*ACTIVITY*. Using the text on AI agent security, explain in one to three sentences why most teams have not yet mapped the agent layer's added controls to compliance regimes.

*SOURCE DOCUMENT*.
The mapping from controls to regimes is the same exercise we run at the model layer. The difference is that the agent layer adds a set of controls that did not exist in the model-layer audit. Most teams have not done that work yet, because the patterns are newer and the auditor checklists have not caught up. The compliance question is coming anyway.
The work that defines the next year
The model-layer posture is well-understood. Most teams running Bedrock workloads now know what good looks like, even when they have not deployed it yet. The reference architectures exist. The IAM policies are close to standard. The auditors recognize the controls when they see them.
The agent-layer posture is not yet well-understood. The patterns are emerging in the teams that ship agentic systems in production and learn what breaks. The control set above is the one we deploy; it is not the only valid one. What is true everywhere is that the gap between model-layer security and agent-layer security is the gap most teams have right now, and it is the gap that will produce the first generation of public incidents involving production AI agents. The first incident is not going to be the model leaking its training data. It is going to be the agent doing something the team did not expect, across a chain of tools no audit trail reconstructed cleanly.
If you are running an AI workload on Bedrock today, the model-layer review is the starting point, not the finish. The next review covers the tools the agent calls, the credentials those tools hold, the boundaries between them, the trace IDs that connect them, and the gate that sits in front of every action with a consequence. That review is the one that defines whether the agent is a production capability or a quiet liability waiting for the first time a user uploads the wrong PDF.
The model is the easy part now. The agent is the part where the work is.

*DATA EXTRACT*.
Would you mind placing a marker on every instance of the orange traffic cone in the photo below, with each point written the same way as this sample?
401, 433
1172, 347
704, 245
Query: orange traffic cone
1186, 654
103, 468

*RESPONSE TO THIS EXERCISE*. Most teams have not done that work because the agent-layer patterns are newer and the auditor checklists have not caught up with them. The text adds that the compliance question is coming anyway.